▶ DESCRIPTION OF THE TASK
The entries need to be copied exactly.

▶ INPUT

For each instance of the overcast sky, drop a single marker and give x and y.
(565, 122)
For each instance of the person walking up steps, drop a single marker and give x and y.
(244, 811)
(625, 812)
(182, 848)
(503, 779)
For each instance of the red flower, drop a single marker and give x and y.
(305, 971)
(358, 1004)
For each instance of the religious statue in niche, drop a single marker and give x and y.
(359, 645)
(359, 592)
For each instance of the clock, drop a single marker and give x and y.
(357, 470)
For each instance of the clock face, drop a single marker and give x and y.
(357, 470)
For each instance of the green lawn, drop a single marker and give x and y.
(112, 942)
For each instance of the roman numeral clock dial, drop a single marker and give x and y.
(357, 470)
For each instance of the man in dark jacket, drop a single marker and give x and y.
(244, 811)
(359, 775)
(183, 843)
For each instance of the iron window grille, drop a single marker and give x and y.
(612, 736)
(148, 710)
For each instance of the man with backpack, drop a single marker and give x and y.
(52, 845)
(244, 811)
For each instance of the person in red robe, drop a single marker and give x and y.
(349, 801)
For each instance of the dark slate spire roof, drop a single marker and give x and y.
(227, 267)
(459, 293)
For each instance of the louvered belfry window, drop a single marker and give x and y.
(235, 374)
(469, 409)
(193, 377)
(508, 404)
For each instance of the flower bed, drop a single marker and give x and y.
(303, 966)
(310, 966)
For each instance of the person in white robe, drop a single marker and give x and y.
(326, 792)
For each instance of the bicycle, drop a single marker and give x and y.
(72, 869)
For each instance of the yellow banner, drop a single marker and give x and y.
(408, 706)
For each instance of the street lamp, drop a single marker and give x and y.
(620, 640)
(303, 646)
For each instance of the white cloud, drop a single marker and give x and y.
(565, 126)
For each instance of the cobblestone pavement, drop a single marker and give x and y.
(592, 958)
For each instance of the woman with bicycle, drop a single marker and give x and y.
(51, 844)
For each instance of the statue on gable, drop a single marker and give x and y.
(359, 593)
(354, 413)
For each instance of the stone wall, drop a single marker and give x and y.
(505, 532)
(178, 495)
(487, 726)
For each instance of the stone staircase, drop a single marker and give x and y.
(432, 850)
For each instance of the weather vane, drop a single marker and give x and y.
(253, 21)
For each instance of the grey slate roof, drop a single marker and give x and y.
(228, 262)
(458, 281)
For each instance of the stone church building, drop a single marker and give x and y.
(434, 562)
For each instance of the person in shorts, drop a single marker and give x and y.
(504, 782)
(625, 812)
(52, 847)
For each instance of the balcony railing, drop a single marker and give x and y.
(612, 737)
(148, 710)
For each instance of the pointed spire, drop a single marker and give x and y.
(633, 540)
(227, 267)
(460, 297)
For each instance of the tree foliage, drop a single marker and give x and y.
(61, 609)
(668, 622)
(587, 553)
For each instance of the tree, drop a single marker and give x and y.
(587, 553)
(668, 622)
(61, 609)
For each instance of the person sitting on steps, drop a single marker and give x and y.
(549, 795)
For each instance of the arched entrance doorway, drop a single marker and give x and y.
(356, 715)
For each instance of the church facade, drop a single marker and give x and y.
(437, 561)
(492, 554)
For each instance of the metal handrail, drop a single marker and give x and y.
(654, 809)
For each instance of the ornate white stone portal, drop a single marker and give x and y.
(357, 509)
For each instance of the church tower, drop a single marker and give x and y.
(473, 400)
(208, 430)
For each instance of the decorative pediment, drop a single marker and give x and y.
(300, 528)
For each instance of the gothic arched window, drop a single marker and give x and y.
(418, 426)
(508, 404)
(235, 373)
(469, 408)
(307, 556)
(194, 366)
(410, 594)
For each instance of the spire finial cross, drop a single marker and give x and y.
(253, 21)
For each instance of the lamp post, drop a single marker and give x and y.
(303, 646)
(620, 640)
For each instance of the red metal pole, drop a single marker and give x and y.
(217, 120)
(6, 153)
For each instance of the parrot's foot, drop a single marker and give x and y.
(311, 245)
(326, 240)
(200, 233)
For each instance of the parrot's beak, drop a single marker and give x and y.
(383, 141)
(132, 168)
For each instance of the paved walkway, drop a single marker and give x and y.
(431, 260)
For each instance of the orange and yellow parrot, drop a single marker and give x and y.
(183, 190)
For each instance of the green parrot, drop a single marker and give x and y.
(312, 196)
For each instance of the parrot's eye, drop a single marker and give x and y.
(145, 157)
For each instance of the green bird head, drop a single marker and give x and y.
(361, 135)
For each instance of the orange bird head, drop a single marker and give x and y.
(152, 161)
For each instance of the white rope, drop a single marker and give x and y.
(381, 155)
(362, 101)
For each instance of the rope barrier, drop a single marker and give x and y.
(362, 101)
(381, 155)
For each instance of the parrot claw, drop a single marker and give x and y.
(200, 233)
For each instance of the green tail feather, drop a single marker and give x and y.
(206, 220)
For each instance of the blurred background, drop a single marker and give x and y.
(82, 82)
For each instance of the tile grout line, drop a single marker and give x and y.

▶ OUTPUT BELOW
For each instance of the overcast sky, drop a single marker and give x and y.
(565, 122)
For each instance of the person walking up steps, drop a single marker and give x and y.
(244, 811)
(625, 812)
(182, 848)
(503, 779)
For each instance of the red flower, drop a single marker and give x and y.
(305, 971)
(358, 1004)
For each instance of the religious statue in niche, drop a single marker and give x and y.
(359, 645)
(359, 592)
For each instance of the clock, drop a single marker and give x and y.
(357, 470)
For each instance of the clock face, drop a single marker and give x and y.
(357, 470)
For each instance of the green lawn, drop a single marker and give x and y.
(112, 942)
For each instance of the roman numeral clock dial, drop a single marker and give x and y.
(357, 470)
For each instance of the man in dark jacket, drop a single marker and give x and y.
(244, 811)
(359, 775)
(183, 843)
For each instance of the iron window grille, drop a single marker and give x and y.
(612, 736)
(148, 710)
For each instance of the man with backpack, drop a single marker and give x and y.
(52, 845)
(244, 811)
For each instance of the person in red robe, drop a single marker and give x and y.
(349, 801)
For each instance of the dark slate spire roof, drop a single marker and give x and y.
(227, 267)
(459, 293)
For each instance of the louvered belfry window, drop a single marker and give x and y.
(235, 374)
(469, 409)
(193, 377)
(508, 404)
For each instance of the flower bed, drop a single marker and give x and y.
(303, 966)
(310, 966)
For each instance of the person in white robe, drop a single marker and give x and y.
(326, 792)
For each instance of the bicycle, drop a single marker and give x and y.
(72, 869)
For each instance of the yellow banner, drop a single marker and give x and y.
(408, 706)
For each instance of the street lamp, drop a single marker and give x and y.
(620, 640)
(303, 646)
For each instance of the white cloud, drop a single marker and give x and y.
(565, 126)
For each instance of the cobblestone pavement, drop a single marker and give x and y.
(592, 958)
For each instance of the woman with bicycle, drop a single marker and give x and y.
(51, 844)
For each instance of the statue on gable, drop a single marker and give x and y.
(359, 593)
(354, 413)
For each instance of the stone wall, drop a single marker and give x and y.
(505, 532)
(178, 495)
(487, 726)
For each instance of the stone staircase, drop a single marker and give x and y.
(432, 850)
For each instance of the weather vane, drop a single marker and give x and y.
(253, 21)
For each instance of the grey slate roof, drop a single marker and give x and y.
(228, 262)
(458, 281)
For each instance of the stone church building, drop a single marker and give x and y.
(434, 562)
For each instance of the person in shorts, drop a single marker and give x and y.
(504, 782)
(625, 812)
(52, 847)
For each instance of the balcony railing, drop a single marker and give x and y.
(612, 737)
(148, 710)
For each instance of the pointed spire, drop a single marker and give x and y.
(633, 540)
(227, 267)
(460, 297)
For each instance of the tree foliage, drop a single marker and give x and y.
(61, 609)
(668, 622)
(587, 553)
For each instance of the tree, drop a single marker and give x and y.
(587, 553)
(668, 622)
(61, 609)
For each instance of the person sitting on steps, drop a single marker and give x and y.
(549, 795)
For each instance of the arched entrance doorway, drop a single marker and give x and y.
(356, 715)
For each instance of the church facade, drop a single marker and give x and y.
(437, 561)
(492, 554)
For each instance of the metal handrail, drop a single marker and give x and y.
(654, 809)
For each instance of the ornate white stone portal, drop a single marker and give x and y.
(357, 509)
For each instance of the church tower, drop a single marker and give x and y.
(473, 400)
(208, 430)
For each instance of the decorative pediment, drop a single marker and give x and y.
(300, 528)
For each instance of the gothic arched window, drop a single marker and give x and y.
(418, 426)
(508, 404)
(235, 373)
(469, 408)
(307, 556)
(194, 366)
(410, 594)
For each instance of the spire finial cross, drop a single marker and give x and y.
(253, 21)
For each instance of the lamp post, drop a single marker and give x and y.
(303, 646)
(620, 640)
For each instance of the red metal pole, drop a single marker and give x and y.
(217, 120)
(6, 153)
For each instance of the parrot's foot, drop a single marker and give x and y.
(311, 245)
(326, 240)
(200, 233)
For each instance of the parrot's beak, drop a single marker and give x and y.
(383, 141)
(132, 168)
For each instance of the paved walkway, drop a single marker and give x and y.
(431, 260)
For each instance of the orange and yellow parrot, drop a single marker and give x and y.
(183, 190)
For each instance of the green parrot, drop a single marker and give x and y.
(312, 196)
For each instance of the parrot's eye, drop a single marker and give x and y.
(145, 157)
For each instance of the green bird head, drop a single marker and give x and y.
(361, 135)
For each instance of the orange bird head, drop a single marker and give x and y.
(152, 161)
For each instance of the white rope, drop a single marker and give x and y.
(381, 155)
(362, 101)
For each instance of the rope barrier, drop a single marker and give x and y.
(362, 101)
(381, 155)
For each instance of the parrot claw, drop a single marker and give x and y.
(200, 233)
For each instance of the green tail feather, drop a single marker and give x and y.
(206, 220)
For each instance of the blurred background, drop a single marker and give x and y.
(82, 82)
For each instance of the tile grout line, drop a single marker and give x and y.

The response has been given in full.